[[ Exercise materials open ]]

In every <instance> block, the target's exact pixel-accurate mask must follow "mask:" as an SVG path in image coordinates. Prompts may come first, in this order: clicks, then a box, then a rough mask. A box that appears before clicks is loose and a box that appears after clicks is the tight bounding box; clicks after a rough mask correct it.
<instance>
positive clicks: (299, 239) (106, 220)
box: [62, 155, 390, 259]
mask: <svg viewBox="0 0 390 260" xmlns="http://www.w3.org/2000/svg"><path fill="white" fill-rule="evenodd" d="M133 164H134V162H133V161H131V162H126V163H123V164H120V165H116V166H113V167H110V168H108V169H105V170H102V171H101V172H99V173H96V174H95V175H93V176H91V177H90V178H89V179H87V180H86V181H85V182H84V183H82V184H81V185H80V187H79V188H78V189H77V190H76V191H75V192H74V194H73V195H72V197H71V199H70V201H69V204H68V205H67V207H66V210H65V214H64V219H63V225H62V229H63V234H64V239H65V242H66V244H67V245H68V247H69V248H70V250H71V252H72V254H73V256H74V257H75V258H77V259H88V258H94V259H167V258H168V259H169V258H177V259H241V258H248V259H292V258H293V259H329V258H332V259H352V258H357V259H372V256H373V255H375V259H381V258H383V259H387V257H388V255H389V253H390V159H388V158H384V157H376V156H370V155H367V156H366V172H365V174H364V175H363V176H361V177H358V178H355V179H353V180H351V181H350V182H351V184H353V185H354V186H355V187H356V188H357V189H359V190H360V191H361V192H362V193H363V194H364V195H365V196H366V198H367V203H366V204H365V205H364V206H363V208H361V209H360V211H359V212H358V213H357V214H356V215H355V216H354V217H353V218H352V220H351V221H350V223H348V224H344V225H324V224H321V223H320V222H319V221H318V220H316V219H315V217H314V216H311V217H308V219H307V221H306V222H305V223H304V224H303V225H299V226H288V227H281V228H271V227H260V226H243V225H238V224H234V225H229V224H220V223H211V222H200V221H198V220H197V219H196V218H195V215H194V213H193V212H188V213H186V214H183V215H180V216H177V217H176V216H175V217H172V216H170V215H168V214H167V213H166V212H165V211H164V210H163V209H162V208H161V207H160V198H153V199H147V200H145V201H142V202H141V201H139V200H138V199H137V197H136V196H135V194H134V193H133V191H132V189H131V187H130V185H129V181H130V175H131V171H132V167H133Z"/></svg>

[[ Exercise materials closed ]]

# [What you are asked to do]
Search the material above for the word "instance", then copy out each line that has it.

# [Exercise output]
In every <instance> block, the target's exact pixel-accurate mask must follow "mask:" as an SVG path in image coordinates. Prompts may come first, in this order: clicks, then a box, then a rough mask. A box that appears before clicks is loose and a box that appears after clicks is the tight bounding box; clicks after a rough mask correct it.
<instance>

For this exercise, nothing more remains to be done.